TASK | Please copy the material below from the line with "Locate the green" through the end of the material, requests included. Multiply every coordinate in the answers by 2.2 and round to whole numbers, with halves rounded up.
━━━━━━━━━━
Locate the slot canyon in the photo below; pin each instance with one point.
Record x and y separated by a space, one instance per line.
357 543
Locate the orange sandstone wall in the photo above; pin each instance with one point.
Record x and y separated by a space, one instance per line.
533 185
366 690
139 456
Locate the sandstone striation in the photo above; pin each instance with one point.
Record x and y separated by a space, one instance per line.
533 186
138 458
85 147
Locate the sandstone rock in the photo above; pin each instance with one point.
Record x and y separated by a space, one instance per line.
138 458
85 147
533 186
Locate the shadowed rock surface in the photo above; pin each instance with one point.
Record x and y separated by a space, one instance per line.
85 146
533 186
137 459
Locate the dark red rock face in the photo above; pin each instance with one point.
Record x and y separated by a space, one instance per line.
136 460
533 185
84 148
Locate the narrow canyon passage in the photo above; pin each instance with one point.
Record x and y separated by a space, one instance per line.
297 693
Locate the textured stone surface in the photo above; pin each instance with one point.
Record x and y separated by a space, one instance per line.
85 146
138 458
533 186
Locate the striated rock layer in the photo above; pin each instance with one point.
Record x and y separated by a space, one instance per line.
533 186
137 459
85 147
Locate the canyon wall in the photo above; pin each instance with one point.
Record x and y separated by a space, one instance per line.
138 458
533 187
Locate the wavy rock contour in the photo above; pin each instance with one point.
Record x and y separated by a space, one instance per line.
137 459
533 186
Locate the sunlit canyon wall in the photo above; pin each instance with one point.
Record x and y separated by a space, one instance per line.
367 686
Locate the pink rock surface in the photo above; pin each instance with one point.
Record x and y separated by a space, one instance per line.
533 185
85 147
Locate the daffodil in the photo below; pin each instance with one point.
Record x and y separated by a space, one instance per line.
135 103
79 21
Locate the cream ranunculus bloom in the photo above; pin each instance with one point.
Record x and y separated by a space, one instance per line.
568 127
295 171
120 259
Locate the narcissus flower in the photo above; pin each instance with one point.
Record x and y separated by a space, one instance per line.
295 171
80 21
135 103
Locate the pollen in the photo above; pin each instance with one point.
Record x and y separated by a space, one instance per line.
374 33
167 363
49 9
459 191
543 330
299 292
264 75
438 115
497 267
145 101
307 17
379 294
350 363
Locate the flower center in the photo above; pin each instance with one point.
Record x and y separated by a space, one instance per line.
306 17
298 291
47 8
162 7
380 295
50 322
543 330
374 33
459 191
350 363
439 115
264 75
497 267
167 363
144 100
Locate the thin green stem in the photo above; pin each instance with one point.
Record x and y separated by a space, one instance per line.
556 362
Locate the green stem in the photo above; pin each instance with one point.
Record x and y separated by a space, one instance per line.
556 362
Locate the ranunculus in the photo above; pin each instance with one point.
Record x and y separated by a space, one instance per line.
━━━━━━━━━━
TASK RESPONSE |
Locate the green stem in the photo above; pin each instance with one point.
Record x and y separated by a space, one instance per line.
1223 796
Locate the ranunculus in the photo above; pin each instance with one point.
Record x and y separated by a space, one instance per line.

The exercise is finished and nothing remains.